### EXERCISE PASSAGE

Sunday, October 30, 2011

Celiac Sprue


I have celiac disease. I have wanted to post on this for while but I don't want it to come off as lists of don't. Let me tell you what celiac means:
I don't eat white flour, wheat flour, barley, rye or oats. All of these (except oats) have a protein called gluten. Gluten is in just about everything. Besides pasta, breads, crackers and cakes it is found in random things like some soy and BBQ sauces, dips, salad dressings and seasonings. Some people with celiac disease cheat. They will eat something like a donut or fried chicken if they can't resist it, but I would move heaven and earth not to eat it ever. I feed gluten to my family, that is how I get sabotaged.

 These are things that have sabotaged me in the past. My strawberry has picked up bread crumbs off the counter when I put it down and picked it up again, kisses from gluten crumbed little mouths, sharing drinks with gluten crumbed little mouths, glutinous crumbs in the peanut butter or mayo (now I have my own jars, they say Moms GF). Often oats are grown next to wheat and harvested in tandem. Gluten can be transferred to the oats. I sometimes eat oats, but I am always scared and never truly enjoy it due to worry. However, a celiac does struggle to get enough fiber in their diet so I do use oats for variety.

Gluten has secret names, sometimes it's an ingredient in modified food starch, malt, caramel coloring and a few others. Sometimes, flour is used in the process of dry roasting nuts and it's not listed on the label. I just knew 'cuz I felt crummy all week. I think the gluten protein was in the blood transfusions that saved my life after I had the babies.
French fries used to be a major vice for me, but since they are fried in the same fryers as breaded onion rings and nuggets, no thanks.

What I can eat, I do! Lots and lots of Mexican and Thai food. (Corn tortillas and rice noodles). My breads or cookies consist of exciting flours like millet flour, coconut flour, rice flour, amaranth flour, tapioca or potato starches and my personal favorite sorghum. Some of them are really nutritious, some are super light or too heavy, some have lots of fiber, most don't and some don't taste so good. I usually use a variety of flours maybe 3 or 4 mixed together to make something I find tasty, the right texture and nutritious. I also have to add Xantham Gum, this ingredient allows the flours to stick together like gluten does.

### CHECK YOUR UNDERSTANDING
1. Name every flour or grain that the celiac disease post says the writer doesn't eat.
2. Reproduce the part of the celiac disease post starting with "These are things" and going on through "oats for variety.".
The saved entries aren't needed for this work.

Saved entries

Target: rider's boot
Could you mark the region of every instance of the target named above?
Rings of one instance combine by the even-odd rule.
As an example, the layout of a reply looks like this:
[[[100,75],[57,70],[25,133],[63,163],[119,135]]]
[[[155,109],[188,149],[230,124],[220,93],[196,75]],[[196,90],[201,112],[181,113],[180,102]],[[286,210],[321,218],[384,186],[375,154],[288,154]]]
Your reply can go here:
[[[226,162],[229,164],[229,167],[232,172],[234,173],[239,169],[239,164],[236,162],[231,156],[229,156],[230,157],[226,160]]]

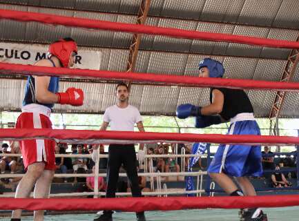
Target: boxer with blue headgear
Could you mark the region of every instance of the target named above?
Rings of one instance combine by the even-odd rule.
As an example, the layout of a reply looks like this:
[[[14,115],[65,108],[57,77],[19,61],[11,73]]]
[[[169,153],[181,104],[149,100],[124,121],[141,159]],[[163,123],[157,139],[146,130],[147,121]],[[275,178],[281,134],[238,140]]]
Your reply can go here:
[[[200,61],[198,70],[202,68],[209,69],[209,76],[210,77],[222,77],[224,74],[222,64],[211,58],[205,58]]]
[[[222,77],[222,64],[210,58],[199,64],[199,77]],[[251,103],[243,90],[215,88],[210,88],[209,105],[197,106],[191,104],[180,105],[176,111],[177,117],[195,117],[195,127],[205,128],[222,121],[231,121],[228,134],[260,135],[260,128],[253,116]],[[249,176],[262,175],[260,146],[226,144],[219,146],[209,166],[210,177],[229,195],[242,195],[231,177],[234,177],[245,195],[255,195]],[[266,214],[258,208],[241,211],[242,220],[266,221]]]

### TASK RESULTS
1. White flour, wheat flour, barley, rye, oats

2.
These are things that have sabotaged me in the past. My strawberry has picked up bread crumbs off the counter when I put it down and picked it up again, kisses from gluten crumbed little mouths, sharing drinks with gluten crumbed little mouths, glutinous crumbs in the peanut butter or mayo (now I have my own jars, they say Moms GF). Often oats are grown next to wheat and harvested in tandem. Gluten can be transferred to the oats. I sometimes eat oats, but I am always scared and never truly enjoy it due to worry. However, a celiac does struggle to get enough fiber in their diet so I do use oats for variety.